▶ **To be done**
Rewrite every line of the records below, including the requests, and add 150 to each number in the answer coordinates. Leave the pictures out of your reply.

>> BEGIN

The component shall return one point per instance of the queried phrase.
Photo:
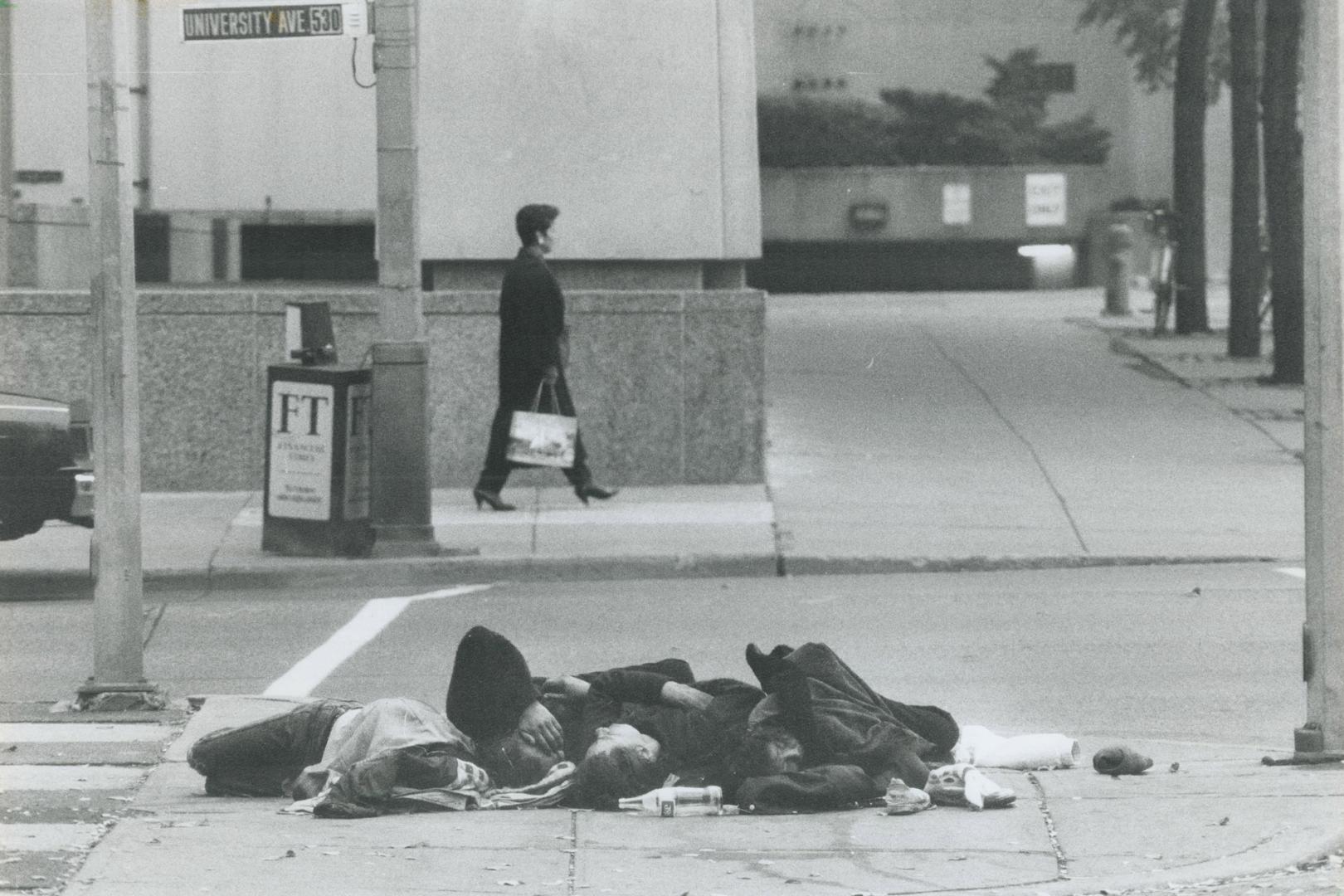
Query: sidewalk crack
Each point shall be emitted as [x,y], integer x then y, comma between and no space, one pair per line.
[1060,860]
[1003,418]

>> END

▶ **Written response**
The component shall return one point per instance of the queried phrase.
Photo:
Query: sidewalk crack
Each point shall be emitted as [x,y], integer x then y, comma between and no space, one pair per line.
[1210,1010]
[1153,568]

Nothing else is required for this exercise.